===== Excerpted data =====

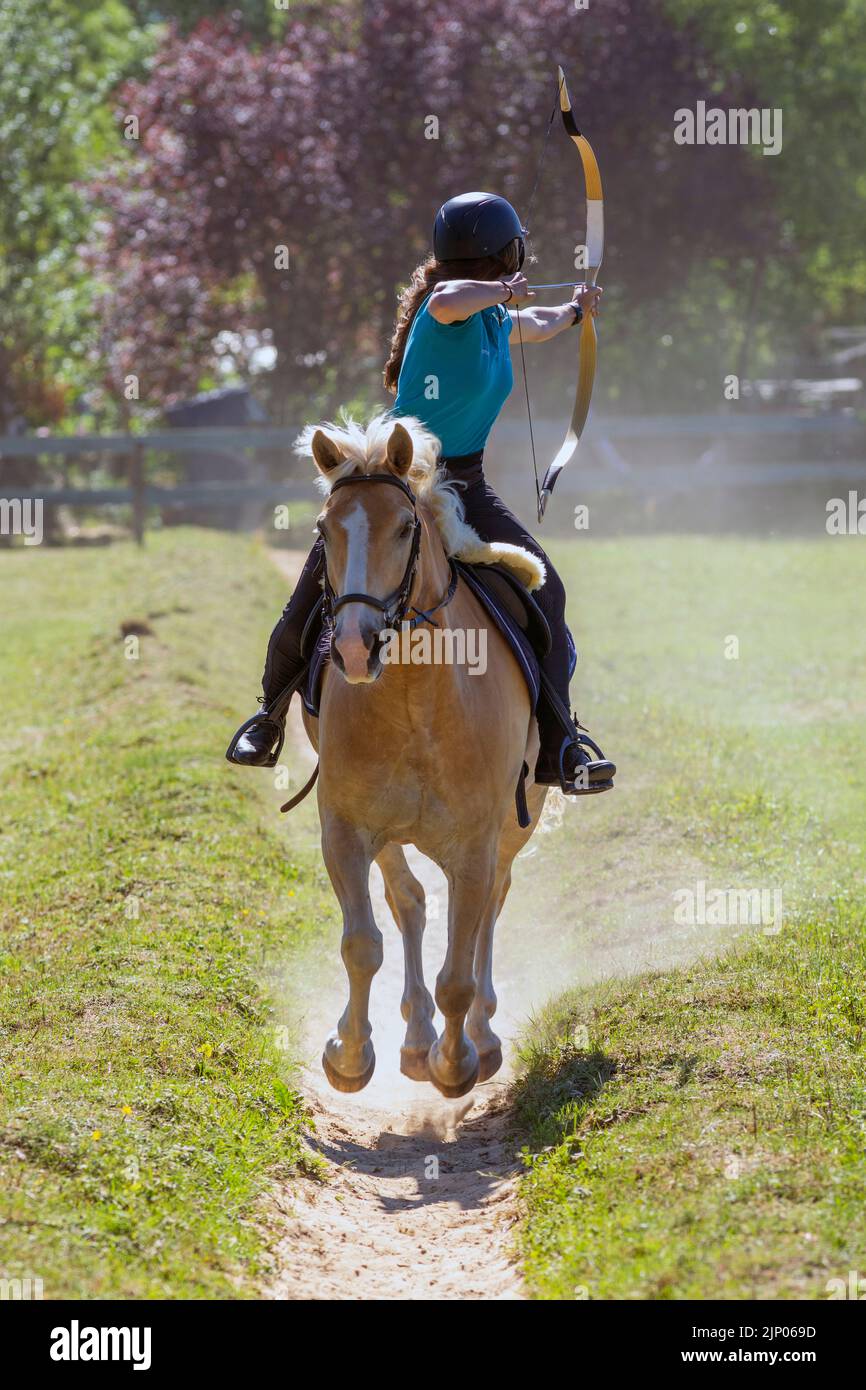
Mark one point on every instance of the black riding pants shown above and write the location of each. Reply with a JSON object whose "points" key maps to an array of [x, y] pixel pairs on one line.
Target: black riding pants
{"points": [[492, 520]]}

=====
===== Excerpted data =====

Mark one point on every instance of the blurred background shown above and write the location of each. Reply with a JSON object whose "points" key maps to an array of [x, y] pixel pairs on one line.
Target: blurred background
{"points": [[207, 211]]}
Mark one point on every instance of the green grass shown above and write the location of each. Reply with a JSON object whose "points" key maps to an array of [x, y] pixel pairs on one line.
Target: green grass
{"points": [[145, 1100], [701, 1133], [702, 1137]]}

=====

Instructions for the task
Which lines of the records contain the word "every"? Return each of them in full.

Result of this exercise
Mark one point on every instance of the black riding pants shown above and write the location of each. Reply with a JSON object whose "points" key maps to an array of [x, y] pixel pairs on one line.
Mark one point on every instance of the blurred background shown above and write the location of each. Reply with a JSON object whose "points" key maps to an array of [x, y] pixel pairs on one line.
Mark one point on every instance of the green grass shown above and write the location of each. Reply with a JSON object whose "points" key maps to an array of [x, y] pixel pairs on one line.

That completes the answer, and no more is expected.